══ EXTRACTED INFORMATION

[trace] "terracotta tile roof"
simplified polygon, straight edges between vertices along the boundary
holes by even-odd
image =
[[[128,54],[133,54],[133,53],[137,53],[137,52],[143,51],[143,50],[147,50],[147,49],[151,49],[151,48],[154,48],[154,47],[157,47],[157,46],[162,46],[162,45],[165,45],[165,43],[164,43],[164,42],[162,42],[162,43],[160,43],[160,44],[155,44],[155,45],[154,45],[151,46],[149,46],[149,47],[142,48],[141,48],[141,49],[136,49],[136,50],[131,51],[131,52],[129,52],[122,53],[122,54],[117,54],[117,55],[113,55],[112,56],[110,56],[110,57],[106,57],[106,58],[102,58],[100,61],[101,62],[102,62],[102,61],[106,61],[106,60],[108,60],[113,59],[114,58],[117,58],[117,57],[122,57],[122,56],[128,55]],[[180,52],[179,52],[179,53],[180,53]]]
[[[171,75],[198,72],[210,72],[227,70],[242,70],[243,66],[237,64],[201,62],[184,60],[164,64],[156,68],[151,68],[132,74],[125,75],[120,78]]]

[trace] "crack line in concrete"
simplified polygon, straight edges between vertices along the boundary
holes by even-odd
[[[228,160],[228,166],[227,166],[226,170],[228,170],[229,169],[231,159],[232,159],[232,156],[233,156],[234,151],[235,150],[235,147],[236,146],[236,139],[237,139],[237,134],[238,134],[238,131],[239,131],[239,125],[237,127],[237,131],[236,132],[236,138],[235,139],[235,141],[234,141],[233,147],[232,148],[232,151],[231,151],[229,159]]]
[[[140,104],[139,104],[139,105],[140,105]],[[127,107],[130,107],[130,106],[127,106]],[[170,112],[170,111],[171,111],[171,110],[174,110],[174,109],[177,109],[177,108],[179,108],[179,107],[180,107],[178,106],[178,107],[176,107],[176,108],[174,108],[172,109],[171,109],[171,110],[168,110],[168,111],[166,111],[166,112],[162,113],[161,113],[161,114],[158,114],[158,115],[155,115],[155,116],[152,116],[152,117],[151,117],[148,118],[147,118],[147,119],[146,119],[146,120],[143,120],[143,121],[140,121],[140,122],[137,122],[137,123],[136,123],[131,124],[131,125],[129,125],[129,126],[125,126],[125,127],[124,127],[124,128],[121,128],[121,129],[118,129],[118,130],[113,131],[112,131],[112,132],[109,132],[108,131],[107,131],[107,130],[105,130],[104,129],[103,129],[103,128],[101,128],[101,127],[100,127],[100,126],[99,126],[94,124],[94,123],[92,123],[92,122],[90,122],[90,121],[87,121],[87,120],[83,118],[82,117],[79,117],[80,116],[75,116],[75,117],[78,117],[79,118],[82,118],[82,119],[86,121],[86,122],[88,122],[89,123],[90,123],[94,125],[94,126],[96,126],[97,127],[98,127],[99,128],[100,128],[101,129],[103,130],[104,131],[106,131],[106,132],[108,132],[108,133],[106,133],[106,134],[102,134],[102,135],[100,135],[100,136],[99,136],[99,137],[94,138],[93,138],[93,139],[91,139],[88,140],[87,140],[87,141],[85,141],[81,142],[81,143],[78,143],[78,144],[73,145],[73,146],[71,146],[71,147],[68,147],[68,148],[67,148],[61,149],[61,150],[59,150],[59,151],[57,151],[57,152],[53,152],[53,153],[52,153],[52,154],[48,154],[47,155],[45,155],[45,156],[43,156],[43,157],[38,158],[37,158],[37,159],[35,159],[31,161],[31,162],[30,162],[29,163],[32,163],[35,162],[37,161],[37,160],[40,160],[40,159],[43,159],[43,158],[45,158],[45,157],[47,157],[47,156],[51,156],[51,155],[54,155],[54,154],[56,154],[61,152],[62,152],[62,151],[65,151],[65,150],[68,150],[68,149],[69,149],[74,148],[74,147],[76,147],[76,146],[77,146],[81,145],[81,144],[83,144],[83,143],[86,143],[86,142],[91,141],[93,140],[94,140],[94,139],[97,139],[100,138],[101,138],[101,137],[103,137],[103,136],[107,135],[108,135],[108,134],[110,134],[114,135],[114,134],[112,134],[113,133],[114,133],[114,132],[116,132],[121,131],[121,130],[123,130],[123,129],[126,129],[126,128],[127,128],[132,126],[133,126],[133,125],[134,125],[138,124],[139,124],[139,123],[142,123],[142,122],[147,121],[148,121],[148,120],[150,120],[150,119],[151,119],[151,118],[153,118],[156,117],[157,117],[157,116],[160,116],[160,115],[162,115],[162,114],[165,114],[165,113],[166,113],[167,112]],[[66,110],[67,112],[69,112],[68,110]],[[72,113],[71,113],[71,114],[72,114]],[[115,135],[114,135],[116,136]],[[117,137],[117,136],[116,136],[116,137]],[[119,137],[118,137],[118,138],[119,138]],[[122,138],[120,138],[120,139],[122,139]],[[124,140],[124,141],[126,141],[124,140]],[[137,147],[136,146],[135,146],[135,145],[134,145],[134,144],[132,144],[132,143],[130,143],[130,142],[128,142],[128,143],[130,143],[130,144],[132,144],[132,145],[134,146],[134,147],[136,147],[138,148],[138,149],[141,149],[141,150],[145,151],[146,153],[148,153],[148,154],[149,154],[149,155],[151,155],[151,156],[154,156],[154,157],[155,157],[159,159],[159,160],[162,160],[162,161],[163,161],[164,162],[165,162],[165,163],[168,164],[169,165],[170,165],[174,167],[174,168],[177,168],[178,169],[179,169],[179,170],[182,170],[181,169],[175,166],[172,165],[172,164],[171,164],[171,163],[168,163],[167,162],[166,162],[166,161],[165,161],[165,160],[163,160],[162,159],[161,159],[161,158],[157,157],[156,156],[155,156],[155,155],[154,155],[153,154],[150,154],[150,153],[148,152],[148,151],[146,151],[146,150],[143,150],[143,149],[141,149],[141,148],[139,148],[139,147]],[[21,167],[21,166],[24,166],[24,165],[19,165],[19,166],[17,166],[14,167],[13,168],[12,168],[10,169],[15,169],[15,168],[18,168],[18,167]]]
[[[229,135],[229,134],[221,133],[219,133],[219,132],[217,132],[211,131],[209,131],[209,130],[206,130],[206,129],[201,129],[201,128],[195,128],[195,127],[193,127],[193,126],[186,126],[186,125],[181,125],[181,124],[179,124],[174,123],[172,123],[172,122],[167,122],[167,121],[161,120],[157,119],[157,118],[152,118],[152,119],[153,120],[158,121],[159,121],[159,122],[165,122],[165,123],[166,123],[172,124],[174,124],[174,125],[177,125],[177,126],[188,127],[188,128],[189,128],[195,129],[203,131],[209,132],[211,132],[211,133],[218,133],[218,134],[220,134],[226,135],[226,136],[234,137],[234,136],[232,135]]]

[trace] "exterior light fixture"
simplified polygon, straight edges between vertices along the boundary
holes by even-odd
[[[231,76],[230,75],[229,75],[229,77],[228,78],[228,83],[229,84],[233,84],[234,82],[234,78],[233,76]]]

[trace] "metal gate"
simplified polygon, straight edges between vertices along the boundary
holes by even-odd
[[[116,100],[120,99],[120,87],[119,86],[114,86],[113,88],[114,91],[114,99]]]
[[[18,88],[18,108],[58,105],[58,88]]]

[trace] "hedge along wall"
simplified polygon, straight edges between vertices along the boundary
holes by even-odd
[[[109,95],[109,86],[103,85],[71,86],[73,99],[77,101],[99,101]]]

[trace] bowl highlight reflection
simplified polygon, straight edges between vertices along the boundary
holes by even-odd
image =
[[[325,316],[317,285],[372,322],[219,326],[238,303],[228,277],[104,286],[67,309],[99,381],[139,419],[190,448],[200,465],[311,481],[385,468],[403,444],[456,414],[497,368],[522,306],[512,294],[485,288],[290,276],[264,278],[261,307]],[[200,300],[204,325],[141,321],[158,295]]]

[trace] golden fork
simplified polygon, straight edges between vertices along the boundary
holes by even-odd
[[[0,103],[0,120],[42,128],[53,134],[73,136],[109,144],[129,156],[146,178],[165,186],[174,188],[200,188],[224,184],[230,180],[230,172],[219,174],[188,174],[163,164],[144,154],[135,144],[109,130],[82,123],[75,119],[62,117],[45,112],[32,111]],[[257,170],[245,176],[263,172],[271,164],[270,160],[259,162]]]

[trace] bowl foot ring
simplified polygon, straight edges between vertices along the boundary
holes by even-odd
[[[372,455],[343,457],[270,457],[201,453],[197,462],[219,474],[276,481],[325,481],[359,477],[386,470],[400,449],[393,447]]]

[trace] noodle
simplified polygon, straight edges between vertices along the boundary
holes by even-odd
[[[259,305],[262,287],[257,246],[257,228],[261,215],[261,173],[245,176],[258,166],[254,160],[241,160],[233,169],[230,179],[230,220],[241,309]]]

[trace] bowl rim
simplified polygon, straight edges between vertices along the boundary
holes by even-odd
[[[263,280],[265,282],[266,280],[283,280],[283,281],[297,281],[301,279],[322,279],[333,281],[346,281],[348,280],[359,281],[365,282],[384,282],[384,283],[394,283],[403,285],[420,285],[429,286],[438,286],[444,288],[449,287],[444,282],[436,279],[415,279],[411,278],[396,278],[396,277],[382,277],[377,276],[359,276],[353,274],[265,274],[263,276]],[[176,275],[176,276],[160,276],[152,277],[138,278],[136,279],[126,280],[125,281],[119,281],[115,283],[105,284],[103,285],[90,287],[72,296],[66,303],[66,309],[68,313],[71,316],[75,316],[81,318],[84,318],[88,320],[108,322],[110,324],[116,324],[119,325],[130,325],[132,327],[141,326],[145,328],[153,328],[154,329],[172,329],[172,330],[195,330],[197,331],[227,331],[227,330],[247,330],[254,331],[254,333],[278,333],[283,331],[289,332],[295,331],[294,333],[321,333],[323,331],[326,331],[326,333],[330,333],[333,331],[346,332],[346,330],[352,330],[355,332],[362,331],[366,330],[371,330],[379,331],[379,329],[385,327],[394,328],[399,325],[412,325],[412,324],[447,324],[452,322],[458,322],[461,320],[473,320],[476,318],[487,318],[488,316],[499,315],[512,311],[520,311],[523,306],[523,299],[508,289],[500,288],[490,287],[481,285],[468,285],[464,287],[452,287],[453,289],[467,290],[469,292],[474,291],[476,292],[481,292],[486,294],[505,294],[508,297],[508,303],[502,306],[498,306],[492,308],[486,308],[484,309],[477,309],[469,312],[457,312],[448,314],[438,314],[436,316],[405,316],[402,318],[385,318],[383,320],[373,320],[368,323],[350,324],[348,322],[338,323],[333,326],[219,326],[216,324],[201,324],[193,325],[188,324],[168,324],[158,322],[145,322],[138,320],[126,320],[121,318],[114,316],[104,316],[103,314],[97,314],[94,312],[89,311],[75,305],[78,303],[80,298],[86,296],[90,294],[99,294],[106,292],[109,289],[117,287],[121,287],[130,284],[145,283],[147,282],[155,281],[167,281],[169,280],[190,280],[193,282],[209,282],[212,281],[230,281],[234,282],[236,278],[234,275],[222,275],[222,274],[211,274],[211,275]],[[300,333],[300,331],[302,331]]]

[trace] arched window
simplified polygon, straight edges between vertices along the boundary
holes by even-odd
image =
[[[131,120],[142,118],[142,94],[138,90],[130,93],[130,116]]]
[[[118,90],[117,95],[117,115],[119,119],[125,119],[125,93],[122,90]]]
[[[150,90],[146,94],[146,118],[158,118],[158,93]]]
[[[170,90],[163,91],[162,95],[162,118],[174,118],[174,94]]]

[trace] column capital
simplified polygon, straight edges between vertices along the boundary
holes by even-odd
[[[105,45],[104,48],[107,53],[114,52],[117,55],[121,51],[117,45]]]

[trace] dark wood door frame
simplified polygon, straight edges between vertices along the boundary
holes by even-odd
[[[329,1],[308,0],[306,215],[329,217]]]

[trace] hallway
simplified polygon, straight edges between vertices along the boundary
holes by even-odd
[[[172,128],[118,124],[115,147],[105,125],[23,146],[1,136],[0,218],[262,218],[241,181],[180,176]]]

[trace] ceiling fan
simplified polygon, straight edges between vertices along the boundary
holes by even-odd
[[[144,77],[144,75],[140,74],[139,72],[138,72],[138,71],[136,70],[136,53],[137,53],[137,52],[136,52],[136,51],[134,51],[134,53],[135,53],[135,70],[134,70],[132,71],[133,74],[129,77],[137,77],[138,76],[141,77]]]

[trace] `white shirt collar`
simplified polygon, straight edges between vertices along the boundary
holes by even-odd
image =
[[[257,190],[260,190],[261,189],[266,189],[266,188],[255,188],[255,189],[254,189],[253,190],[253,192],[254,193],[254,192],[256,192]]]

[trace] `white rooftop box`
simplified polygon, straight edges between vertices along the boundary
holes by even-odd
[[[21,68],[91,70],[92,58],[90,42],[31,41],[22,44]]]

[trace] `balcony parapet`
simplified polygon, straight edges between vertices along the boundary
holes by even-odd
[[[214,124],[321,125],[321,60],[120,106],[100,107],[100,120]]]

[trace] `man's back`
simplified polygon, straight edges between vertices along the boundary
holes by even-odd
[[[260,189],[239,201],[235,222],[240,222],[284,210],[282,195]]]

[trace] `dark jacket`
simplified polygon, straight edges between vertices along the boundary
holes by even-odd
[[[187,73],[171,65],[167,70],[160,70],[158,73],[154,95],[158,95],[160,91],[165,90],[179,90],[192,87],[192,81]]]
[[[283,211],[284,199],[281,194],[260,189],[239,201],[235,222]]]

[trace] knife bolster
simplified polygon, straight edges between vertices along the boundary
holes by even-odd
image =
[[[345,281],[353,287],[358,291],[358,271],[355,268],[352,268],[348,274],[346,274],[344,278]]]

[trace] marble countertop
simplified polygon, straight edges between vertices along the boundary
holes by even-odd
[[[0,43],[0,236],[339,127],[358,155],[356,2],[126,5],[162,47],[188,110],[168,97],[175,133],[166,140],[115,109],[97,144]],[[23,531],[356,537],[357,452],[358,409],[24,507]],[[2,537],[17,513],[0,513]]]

════

OBJECTIVE
Exactly as written, give the line containing "[trace] knife bolster" and all remaining lines of the records.

PROBLEM SOLUTION
[trace] knife bolster
simplified polygon, straight edges between vertices along the boundary
holes by even-odd
image =
[[[345,281],[353,287],[358,291],[358,271],[355,268],[352,268],[348,274],[346,274],[344,278]]]

[trace] marble countertop
simplified polygon, straight edges between vertices along the boundary
holes by even-odd
[[[0,43],[0,236],[339,127],[358,155],[356,2],[126,5],[162,47],[188,110],[168,97],[175,133],[166,140],[115,109],[97,144]],[[23,531],[356,537],[357,452],[358,409],[24,507]],[[2,537],[17,513],[0,513]]]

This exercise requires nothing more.